▸ WRITTEN TASK
Show each line of the records that contains the string "Target", copying every such line in full; treat uppercase and lowercase letters as different.

▸ DATASET EXTRACT
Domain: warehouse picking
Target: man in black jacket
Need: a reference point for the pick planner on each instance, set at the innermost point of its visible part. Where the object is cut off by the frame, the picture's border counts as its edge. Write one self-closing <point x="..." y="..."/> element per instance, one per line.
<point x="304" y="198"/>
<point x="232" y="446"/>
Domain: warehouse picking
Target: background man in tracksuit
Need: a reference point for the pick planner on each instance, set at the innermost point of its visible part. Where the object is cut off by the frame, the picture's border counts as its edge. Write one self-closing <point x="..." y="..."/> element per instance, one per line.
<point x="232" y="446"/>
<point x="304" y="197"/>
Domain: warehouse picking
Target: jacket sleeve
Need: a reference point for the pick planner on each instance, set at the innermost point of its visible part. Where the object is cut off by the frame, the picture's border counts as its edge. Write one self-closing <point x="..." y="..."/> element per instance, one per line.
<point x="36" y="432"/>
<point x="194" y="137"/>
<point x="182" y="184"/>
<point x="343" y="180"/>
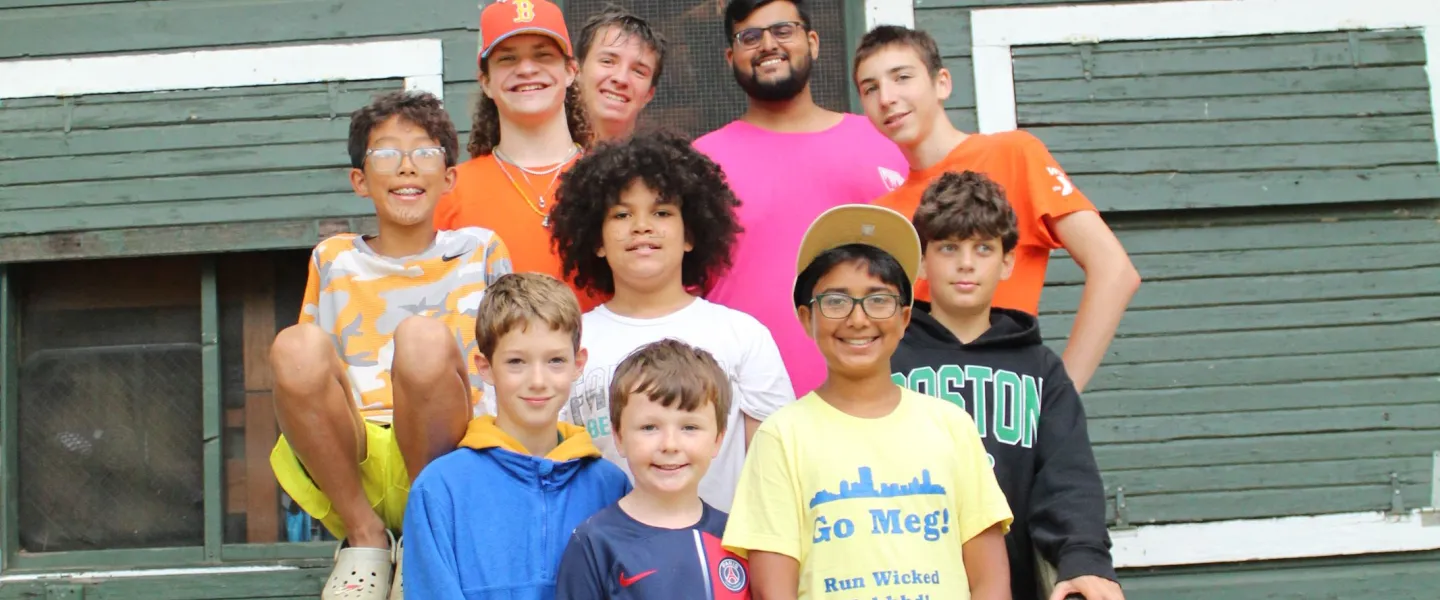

▸ EXERCISE SOLUTION
Target: man in black jacket
Target: background man in tracksuit
Target: jacket sleeve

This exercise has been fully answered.